BEGIN SOURCE PASSAGE

7 SUSPENSION OF ACCESS.

7.1 Visually retains the right, to immediately prevent or restrict access to the Platform or take any other action as necessary in case of technical problems, infringing or objectionable material, inaccurate listings, inappropriately categorized products or services, or actions otherwise prohibited by applicable law, the guidelines contained on the Platform, or for any other reason in the sole and absolute discretion of Visually, and to correct any inaccurate listing or technical problems on the Platform.

8 TERM AND TERMINATION.

8.1 This Agreement will commence the Effective Date set forth above and will continue in full force and effect for a period of one (1) year (the “Initial Term”). Following the Initial Term, this Agreement will automatically renew for additional one (1) year periods (each, a “Renewal Term”, and together with the Initial Term, the “Term”). Either party may terminate this Agreement in the event that the other party materially breaches this Agreement and does not materially cure such breach within ten (10) days of such notice. Notwithstanding the foregoing, if at the time this Agreement is terminated there are outstanding Creative Services and Deliverables, then this Agreement shall survive until the completion and payment of such Creative Services and Deliverables.

9 CONFIDENTIAL INFORMATION.

END SOURCE PASSAGE
BEGIN LISTED ENTRIES

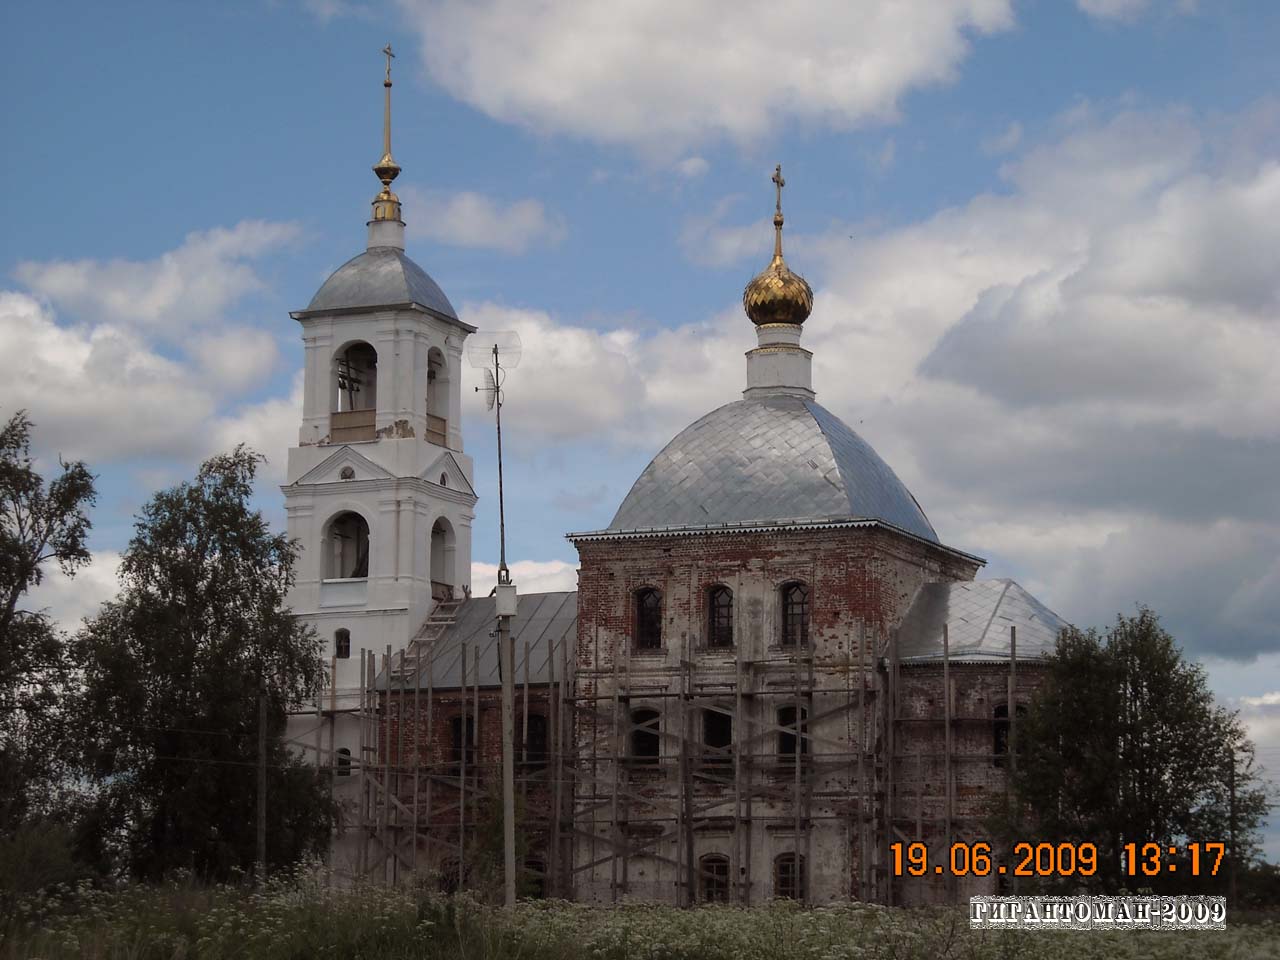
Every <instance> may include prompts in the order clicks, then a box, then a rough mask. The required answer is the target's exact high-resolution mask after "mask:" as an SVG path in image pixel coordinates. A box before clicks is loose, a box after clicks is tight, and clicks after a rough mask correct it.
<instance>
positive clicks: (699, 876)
mask: <svg viewBox="0 0 1280 960" xmlns="http://www.w3.org/2000/svg"><path fill="white" fill-rule="evenodd" d="M698 879H699V886H700V893H699V900H701V902H704V904H727V902H728V858H727V856H723V855H721V854H708V855H707V856H704V858H703V859H701V860H699V861H698Z"/></svg>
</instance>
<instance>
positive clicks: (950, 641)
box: [897, 580, 1068, 663]
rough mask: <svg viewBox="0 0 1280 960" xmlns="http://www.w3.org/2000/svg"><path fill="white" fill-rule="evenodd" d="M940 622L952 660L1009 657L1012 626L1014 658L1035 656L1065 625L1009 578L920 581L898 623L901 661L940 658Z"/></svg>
mask: <svg viewBox="0 0 1280 960" xmlns="http://www.w3.org/2000/svg"><path fill="white" fill-rule="evenodd" d="M943 623H946V625H947V648H948V650H947V653H948V657H950V659H951V660H960V662H970V663H980V662H984V660H1007V659H1009V628H1010V627H1011V626H1016V627H1018V659H1019V660H1033V659H1038V658H1039V657H1043V655H1046V654H1050V653H1053V648H1055V645H1056V641H1057V634H1059V631H1060V630H1062V627H1065V626H1068V623H1066V621H1065V620H1062V618H1061V617H1059V616H1057V614H1056V613H1053V611H1051V609H1050V608H1048V607H1046V605H1044V604H1043V603H1041V602H1039V600H1037V599H1036V598H1034V596H1032V595H1030V594H1029V593H1027V591H1025V590H1024V589H1023V588H1021V586H1019V585H1018V584H1015V582H1014V581H1012V580H973V581H968V582H948V584H924V585H923V586H922V588H920V589H919V590H916V593H915V599H913V600H911V608H910V609H909V611H908V612H906V616H905V617H904V618H902V623H901V625H900V626H899V628H897V652H899V654H897V655H899V660H900V662H902V663H913V662H915V663H920V662H934V660H941V659H942V625H943Z"/></svg>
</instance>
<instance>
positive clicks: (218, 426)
mask: <svg viewBox="0 0 1280 960" xmlns="http://www.w3.org/2000/svg"><path fill="white" fill-rule="evenodd" d="M302 381H303V375H302V371H301V370H298V371H297V372H296V374H294V375H293V387H292V389H291V390H289V396H288V397H269V398H266V399H264V401H261V402H259V403H250V404H247V406H244V407H242V408H239V410H237V411H236V412H234V413H230V415H228V416H223V417H219V419H218V420H215V421H214V424H212V429H211V430H210V431H209V435H207V438H206V449H205V454H206V456H207V454H211V453H220V452H224V451H229V449H233V448H234V447H236V445H237V444H241V443H243V444H246V445H248V447H250V448H251V449H253V451H256V452H257V453H261V454H262V456H265V457H266V465H265V466H264V468H262V472H261V474H260V480H261V483H265V484H282V483H284V471H285V467H287V466H288V463H287V458H288V457H287V453H288V449H289V447H294V445H297V443H298V425H300V424H301V422H302Z"/></svg>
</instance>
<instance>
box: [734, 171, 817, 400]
mask: <svg viewBox="0 0 1280 960" xmlns="http://www.w3.org/2000/svg"><path fill="white" fill-rule="evenodd" d="M772 179H773V187H774V189H776V201H774V206H773V260H771V261H769V265H768V266H767V268H764V270H762V271H760V273H759V274H758V275H756V276H755V278H754V279H753V280H751V282H750V283H749V284H746V289H745V291H742V306H744V307H745V308H746V315H748V316H749V317H750V319H751V323H753V324H755V335H756V340H758V342H759V346H758V347H756V348H755V349H750V351H748V352H746V389H745V390H744V392H742V396H744V397H746V398H748V399H758V398H762V397H772V396H777V394H783V396H790V397H801V398H805V399H813V396H814V393H813V385H812V383H813V371H812V367H813V355H812V353H810V352H809V351H806V349H805V348H804V347H801V346H800V325H801V324H803V323H804V321H805V320H806V319H808V317H809V314H810V312H812V311H813V291H812V289H810V288H809V284H808V283H806V282H805V279H804V278H803V276H801V275H800V274H796V273H792V271H791V268H788V266H787V261H786V260H783V259H782V188H783V187H785V186H787V182H786V180H785V179H782V164H778V165H777V166H776V168H773V178H772Z"/></svg>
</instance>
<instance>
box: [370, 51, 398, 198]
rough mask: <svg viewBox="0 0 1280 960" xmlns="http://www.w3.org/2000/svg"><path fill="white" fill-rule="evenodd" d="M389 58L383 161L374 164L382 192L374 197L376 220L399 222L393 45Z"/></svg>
mask: <svg viewBox="0 0 1280 960" xmlns="http://www.w3.org/2000/svg"><path fill="white" fill-rule="evenodd" d="M383 54H384V55H385V56H387V78H385V79H384V81H383V90H384V92H385V102H384V105H383V159H381V160H379V161H378V163H376V164H374V173H375V174H378V179H380V180H381V182H383V189H381V192H380V193H379V195H378V196H376V197H374V219H375V220H399V219H401V207H399V197H397V196H396V195H394V193H392V180H394V179H396V178H397V177H399V164H397V163H396V160H394V159H393V157H392V58H393V56H396V54H393V52H392V45H390V44H388V45H387V46H385V47H383Z"/></svg>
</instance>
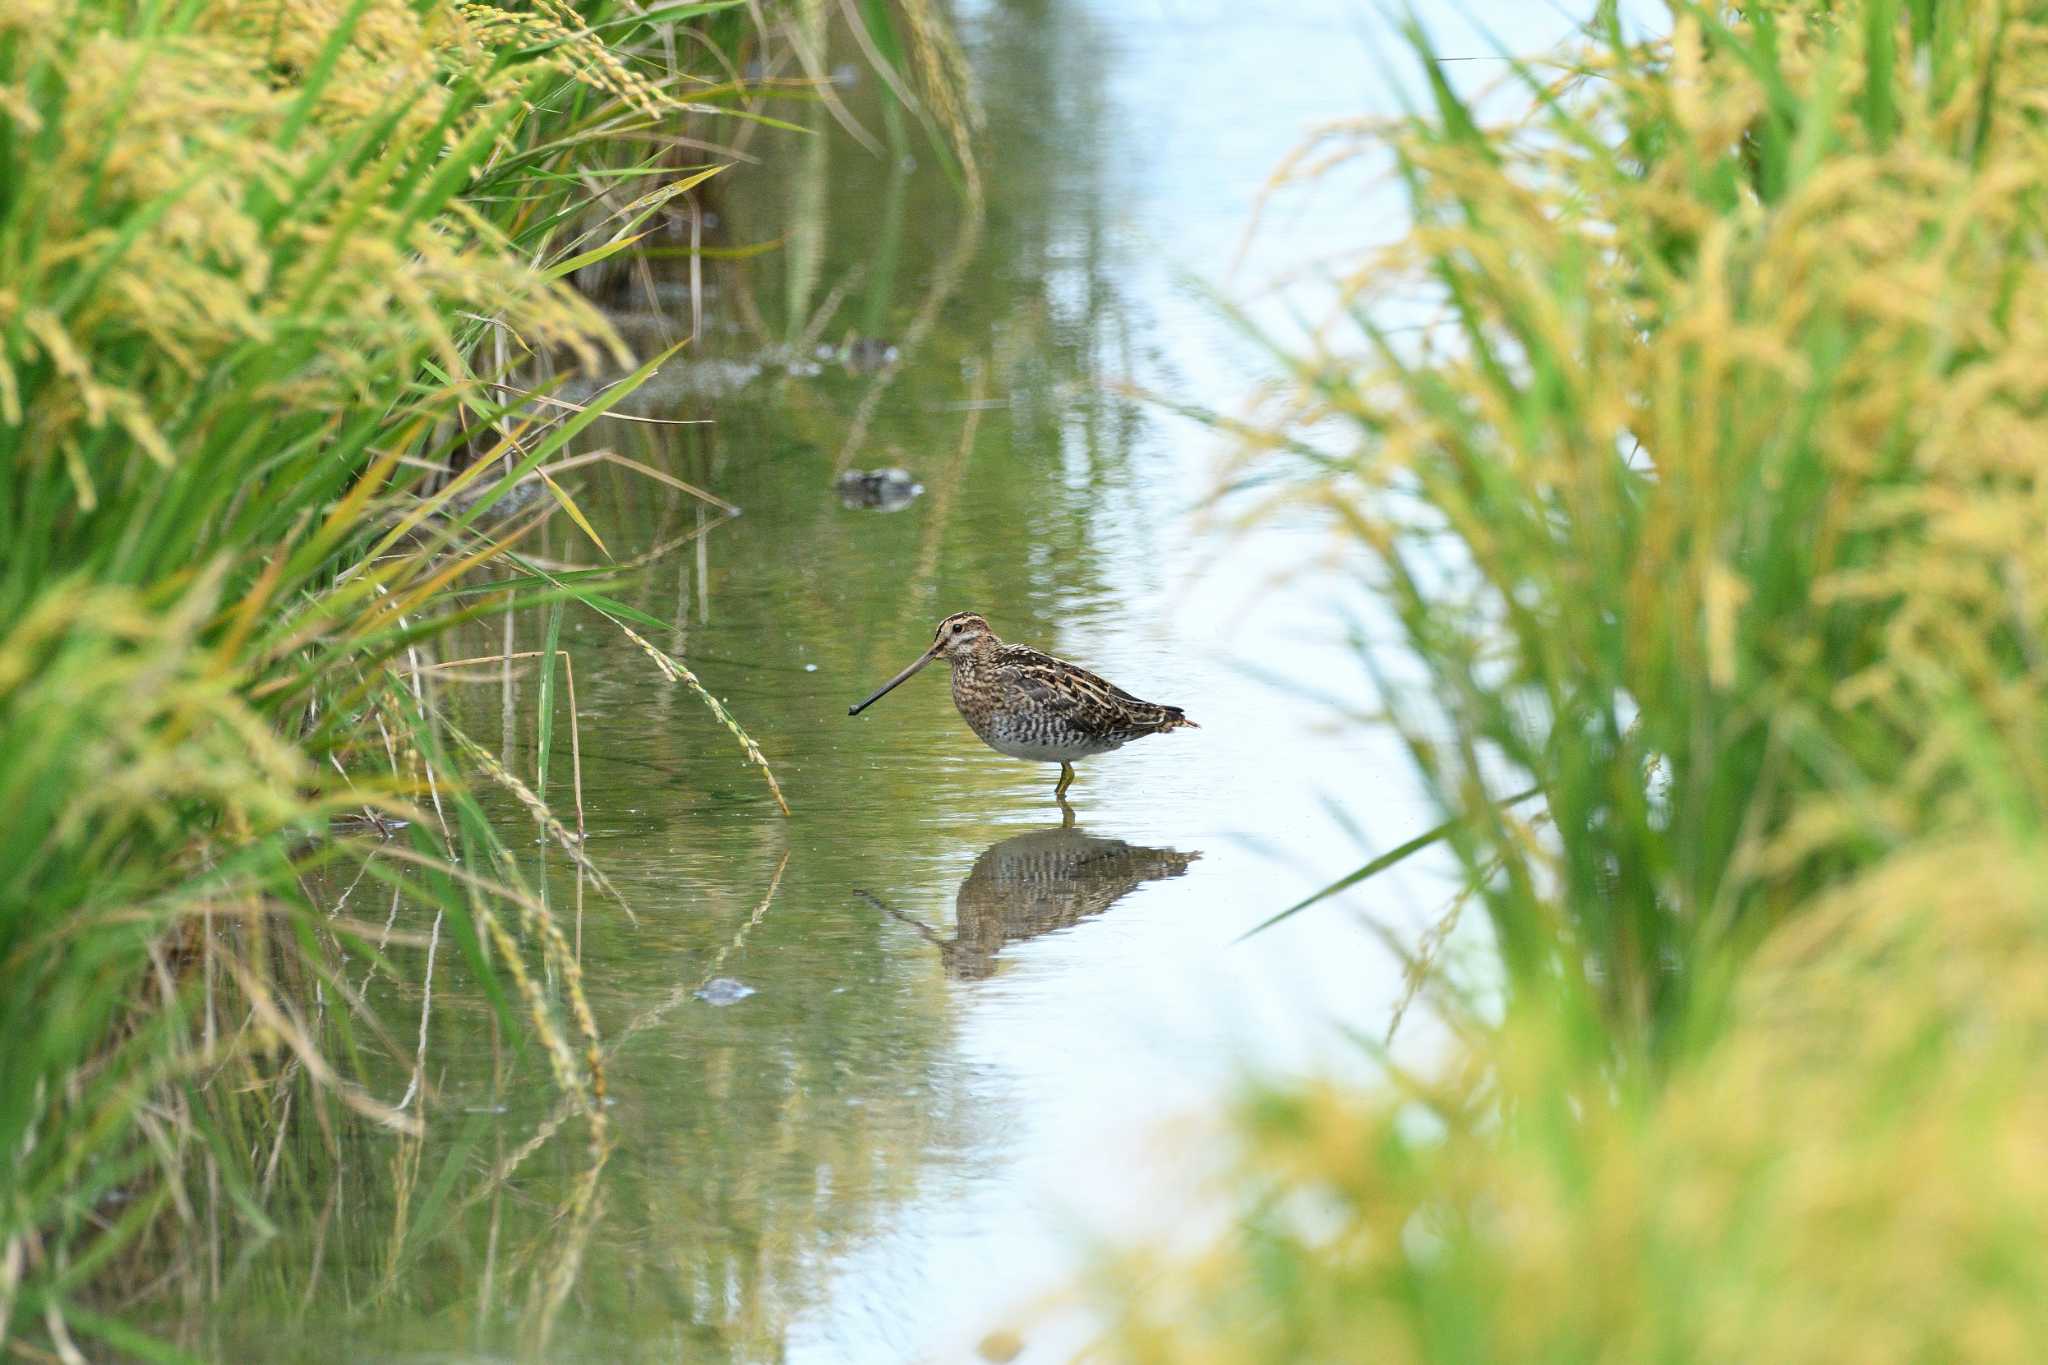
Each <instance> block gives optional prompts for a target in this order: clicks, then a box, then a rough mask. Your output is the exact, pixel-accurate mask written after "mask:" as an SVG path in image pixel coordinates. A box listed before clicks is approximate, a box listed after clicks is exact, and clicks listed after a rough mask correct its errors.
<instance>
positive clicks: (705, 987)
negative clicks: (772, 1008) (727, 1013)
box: [696, 976, 754, 1005]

END LISTED ENTRIES

_CHECK YOUR UNDERSTANDING_.
**A)** From the contract excerpt, output the passage that begins at the words "7.1 Visually retains" and stops after "TERM AND TERMINATION.".
**B)** According to the contract excerpt, how long is the Initial Term?
**C)** Using the contract excerpt, explain why the agreement can stay in effect after it is terminated.

_REPLIES_.
**A)**
7.1 Visually retains the right, to immediately prevent or restrict access to the Platform or take any other action as necessary in case of technical problems, infringing or objectionable material, inaccurate listings, inappropriately categorized products or services, or actions otherwise prohibited by applicable law, the guidelines contained on the Platform, or for any other reason in the sole and absolute discretion of Visually, and to correct any inaccurate listing or technical problems on the Platform.

8 TERM AND TERMINATION.

**B)** One year.

**C)** If Creative Services and Deliverables are still outstanding when the agreement is terminated, the agreement survives. It stays in effect until those services and deliverables are completed and paid for.